Le capitalisme sauvage descend dans la rue

Le capitalisme sauvage descend dans la rue

« Des teenagers
nihilistes et sauvages », c’est ainsi que le
« Daily Mail » a appelé les
jeunes paumés venus de tous horizons qui se sont lancés
dans les rues en jetant par désespoir et je-m’en-foutisme
des pierres et des bouteilles sur les flics, en pillant ici et en
mettant le feu là, entraînant les autorités dans
une joyeuse partie d’attrape-moi si tu peux, tout en
s’envoyant des « twitts » pour passer
d’une cible stratégique à une autre.

Le mot « sauvage » m’a
interpellé. Je me suis souvenu que les Communards de Paris en
1871 avaient été comparés à des animaux
sauvages, des hyènes qui méritaient d’être
sommairement exécutées (et l’ont souvent
été) au nom de la propriété privée,
de la moralité, de la religion et de la famille. Mais ensuite,
le terme m’a rappelé autre chose : les attaques de
Tony Blair contre les « médias
sauvages », lui qui était resté si longtemps
confortablement installé dans la poche gauche de Rupert Murdoch
avant d’être remplacé par David Cameron que Murdoch
avait sorti de sa poche droite.

    Il y aura bien sûr les débats
hystériques habituels entre ceux qui sont d’avis que les
émeutes sont de la pure criminalité, et ceux qui veulent
absolument replacer les événements dans le contexte
d’une mauvaise politique, d’un racisme galopant et de
persécutions injustifiables de la jeunesse et des
minorités, ainsi que d’une politique irresponsable
d’austérité qui n’a rien à voir avec
l’économie mais tout à voir avec
l’accumulation et la conservation de fortunes et de pouvoirs
personnels. Certains iront même jusqu’à condamner le
caractère déshumanisant et absurde de beaucoup
d’emplois et de beaucoup de journées de la vie quotidienne
dans une société qui bénéficie certes
d’un énorme potentiel d’épanouissement
humain, mais très inégalement réparti.

····················

■ Consigne
Poursuivez le texte ci-dessus sur le capitalisme sauvage et les émeutes, en reprenant juste après sa dernière phrase, qui se termine par « mais très inégalement réparti ».

····················

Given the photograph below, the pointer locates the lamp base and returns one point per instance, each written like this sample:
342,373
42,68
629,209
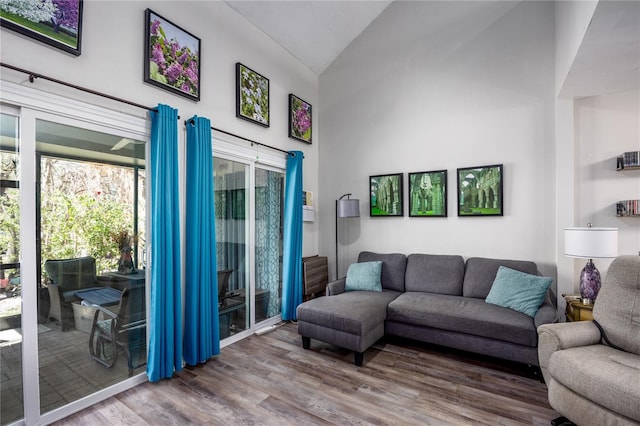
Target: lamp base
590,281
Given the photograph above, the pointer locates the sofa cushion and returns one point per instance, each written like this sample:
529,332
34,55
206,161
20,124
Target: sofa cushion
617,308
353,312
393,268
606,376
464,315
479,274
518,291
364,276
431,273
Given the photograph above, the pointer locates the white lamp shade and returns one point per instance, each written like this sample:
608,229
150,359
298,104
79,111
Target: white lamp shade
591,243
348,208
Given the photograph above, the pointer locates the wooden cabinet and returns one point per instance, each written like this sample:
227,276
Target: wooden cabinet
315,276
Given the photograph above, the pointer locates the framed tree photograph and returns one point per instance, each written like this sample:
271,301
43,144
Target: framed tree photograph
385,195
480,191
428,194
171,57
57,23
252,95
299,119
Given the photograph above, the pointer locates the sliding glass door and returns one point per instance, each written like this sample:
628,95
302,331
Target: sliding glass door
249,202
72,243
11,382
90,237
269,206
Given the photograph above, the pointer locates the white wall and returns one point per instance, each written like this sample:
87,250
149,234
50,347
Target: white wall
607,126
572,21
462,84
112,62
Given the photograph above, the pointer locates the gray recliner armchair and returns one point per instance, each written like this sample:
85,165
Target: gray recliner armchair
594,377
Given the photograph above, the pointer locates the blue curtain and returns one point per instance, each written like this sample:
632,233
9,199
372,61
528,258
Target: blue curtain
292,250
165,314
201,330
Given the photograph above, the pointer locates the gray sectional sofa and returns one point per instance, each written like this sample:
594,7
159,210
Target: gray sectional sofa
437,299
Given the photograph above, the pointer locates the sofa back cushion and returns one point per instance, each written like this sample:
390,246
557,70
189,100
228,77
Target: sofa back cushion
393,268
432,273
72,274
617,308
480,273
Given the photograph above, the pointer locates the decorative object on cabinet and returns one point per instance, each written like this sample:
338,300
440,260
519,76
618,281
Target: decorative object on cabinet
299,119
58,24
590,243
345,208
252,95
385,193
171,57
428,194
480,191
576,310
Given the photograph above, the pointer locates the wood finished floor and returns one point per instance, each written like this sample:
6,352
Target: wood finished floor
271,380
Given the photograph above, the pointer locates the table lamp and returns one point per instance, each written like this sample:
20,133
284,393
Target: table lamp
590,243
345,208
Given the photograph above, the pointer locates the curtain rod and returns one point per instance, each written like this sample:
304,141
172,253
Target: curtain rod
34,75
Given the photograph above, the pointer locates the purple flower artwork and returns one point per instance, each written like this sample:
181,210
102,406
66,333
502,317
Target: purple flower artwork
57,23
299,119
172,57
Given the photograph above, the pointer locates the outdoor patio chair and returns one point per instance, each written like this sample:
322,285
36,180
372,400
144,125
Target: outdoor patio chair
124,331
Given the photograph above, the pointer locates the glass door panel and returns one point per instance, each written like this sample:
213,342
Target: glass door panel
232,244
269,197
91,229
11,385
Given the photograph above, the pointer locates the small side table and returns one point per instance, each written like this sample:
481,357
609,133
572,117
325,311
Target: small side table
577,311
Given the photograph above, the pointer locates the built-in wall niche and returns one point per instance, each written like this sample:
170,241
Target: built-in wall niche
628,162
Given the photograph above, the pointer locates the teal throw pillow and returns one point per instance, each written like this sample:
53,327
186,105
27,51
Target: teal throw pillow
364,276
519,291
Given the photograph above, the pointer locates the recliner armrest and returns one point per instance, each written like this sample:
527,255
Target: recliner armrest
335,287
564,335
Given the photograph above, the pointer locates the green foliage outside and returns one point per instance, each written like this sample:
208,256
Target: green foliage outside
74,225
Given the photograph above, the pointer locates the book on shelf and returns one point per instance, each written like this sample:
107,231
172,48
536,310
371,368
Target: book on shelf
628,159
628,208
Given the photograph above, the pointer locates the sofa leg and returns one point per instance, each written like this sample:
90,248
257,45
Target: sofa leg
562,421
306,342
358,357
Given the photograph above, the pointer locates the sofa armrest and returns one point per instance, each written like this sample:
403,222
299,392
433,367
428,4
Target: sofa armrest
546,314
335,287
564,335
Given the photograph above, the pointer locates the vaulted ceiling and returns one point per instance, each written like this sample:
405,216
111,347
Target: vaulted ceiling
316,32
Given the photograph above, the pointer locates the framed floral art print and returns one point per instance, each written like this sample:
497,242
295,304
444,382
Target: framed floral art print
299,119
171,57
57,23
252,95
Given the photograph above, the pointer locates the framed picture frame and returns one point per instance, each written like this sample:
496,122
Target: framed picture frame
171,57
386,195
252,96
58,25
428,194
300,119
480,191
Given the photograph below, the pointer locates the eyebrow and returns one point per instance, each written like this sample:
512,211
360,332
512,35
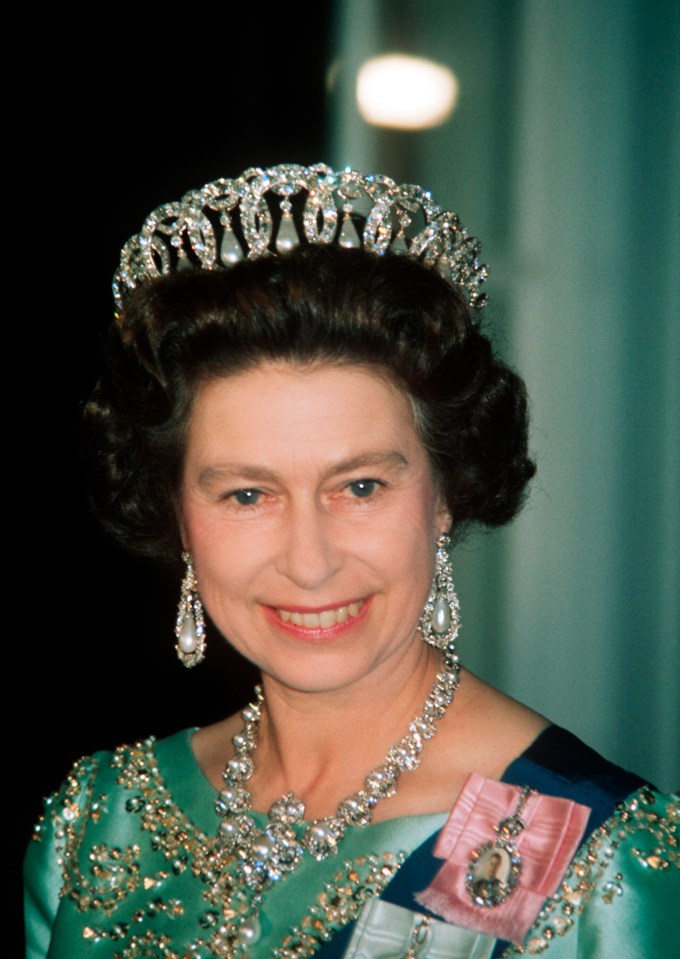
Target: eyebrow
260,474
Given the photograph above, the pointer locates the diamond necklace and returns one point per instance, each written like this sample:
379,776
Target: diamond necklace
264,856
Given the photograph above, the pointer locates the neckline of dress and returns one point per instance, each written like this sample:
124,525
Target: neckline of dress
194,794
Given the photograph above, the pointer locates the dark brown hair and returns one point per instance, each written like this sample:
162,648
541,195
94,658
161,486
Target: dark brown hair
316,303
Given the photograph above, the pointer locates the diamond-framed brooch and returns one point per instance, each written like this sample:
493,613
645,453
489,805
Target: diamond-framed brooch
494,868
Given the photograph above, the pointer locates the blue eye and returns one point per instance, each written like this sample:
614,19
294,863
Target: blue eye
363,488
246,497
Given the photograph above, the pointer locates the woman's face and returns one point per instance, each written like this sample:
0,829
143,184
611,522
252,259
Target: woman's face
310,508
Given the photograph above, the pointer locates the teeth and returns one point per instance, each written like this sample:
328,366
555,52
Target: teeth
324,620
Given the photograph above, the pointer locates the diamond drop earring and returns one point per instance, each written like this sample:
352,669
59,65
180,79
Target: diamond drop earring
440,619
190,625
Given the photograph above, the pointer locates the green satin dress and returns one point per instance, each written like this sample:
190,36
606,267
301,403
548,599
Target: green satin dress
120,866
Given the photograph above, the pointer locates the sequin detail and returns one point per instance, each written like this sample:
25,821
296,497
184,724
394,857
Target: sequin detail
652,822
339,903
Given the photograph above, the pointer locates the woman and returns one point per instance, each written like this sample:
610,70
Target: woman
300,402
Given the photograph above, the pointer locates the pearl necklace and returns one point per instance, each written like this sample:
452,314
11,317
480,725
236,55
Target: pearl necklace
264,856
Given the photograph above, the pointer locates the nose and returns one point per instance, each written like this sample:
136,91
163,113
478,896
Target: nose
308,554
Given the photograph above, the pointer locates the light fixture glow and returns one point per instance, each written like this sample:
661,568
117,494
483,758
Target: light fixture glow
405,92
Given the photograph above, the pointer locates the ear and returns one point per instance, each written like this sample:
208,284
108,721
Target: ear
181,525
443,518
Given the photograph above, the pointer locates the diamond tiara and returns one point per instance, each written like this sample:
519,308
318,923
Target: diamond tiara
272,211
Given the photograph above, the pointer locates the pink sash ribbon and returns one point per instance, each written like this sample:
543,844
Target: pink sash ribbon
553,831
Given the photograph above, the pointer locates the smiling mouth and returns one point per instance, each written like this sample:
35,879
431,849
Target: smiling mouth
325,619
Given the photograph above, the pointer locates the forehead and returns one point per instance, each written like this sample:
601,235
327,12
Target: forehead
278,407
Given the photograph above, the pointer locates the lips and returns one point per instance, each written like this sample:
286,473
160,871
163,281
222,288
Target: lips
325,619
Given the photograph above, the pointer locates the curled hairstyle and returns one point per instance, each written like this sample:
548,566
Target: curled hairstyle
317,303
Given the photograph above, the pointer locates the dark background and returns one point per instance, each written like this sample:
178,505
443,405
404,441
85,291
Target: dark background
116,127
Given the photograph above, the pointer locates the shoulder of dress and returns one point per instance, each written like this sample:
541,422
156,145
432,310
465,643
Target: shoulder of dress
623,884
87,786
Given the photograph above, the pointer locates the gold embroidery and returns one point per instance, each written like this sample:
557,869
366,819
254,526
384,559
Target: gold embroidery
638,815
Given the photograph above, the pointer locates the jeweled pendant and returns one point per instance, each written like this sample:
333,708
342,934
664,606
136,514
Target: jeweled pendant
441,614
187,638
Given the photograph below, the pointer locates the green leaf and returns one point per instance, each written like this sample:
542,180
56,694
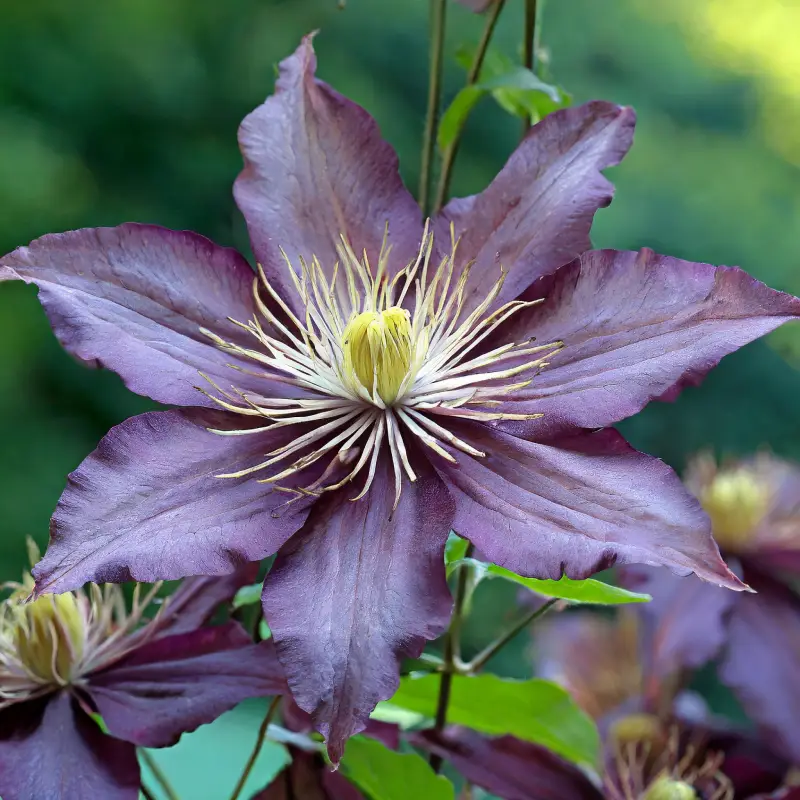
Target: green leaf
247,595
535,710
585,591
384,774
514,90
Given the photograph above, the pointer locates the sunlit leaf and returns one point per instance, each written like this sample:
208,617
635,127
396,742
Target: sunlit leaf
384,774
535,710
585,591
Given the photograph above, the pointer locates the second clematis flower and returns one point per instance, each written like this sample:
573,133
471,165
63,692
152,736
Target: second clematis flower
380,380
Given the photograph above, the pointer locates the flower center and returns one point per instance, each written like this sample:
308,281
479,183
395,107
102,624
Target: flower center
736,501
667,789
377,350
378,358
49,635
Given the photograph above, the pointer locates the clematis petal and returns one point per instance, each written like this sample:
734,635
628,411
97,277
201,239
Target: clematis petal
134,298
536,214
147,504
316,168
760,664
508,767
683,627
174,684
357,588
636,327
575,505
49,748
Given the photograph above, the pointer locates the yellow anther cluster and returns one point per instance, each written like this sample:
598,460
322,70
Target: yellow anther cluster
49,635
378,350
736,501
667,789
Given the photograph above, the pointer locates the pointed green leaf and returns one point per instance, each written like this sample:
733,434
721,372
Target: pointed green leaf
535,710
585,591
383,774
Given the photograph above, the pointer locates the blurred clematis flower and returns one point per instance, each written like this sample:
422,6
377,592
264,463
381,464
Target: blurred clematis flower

····················

■ Réponse
Valse des escrocs

Avec un peu de chance, nous aurons des commissions et des rapports qui
diront une fois de plus ce qu’on a dit de Brixton et Toxteth
pendant l’ère Thatcher [ces deux émeutes ont eu
lieu en juillet 1981, NDR]. Je dis « chance »
parce que les instincts sauvages de l’actuel Premier ministre
semblent davantage le porter à utiliser les canons à eau,
les gaz lacrymogènes et les balles en caoutchouc, tout en
pontifiant sur la perte de sens moral et la triste
détérioration des valeurs familiales et de la discipline
chez ces jeunes dévoyés.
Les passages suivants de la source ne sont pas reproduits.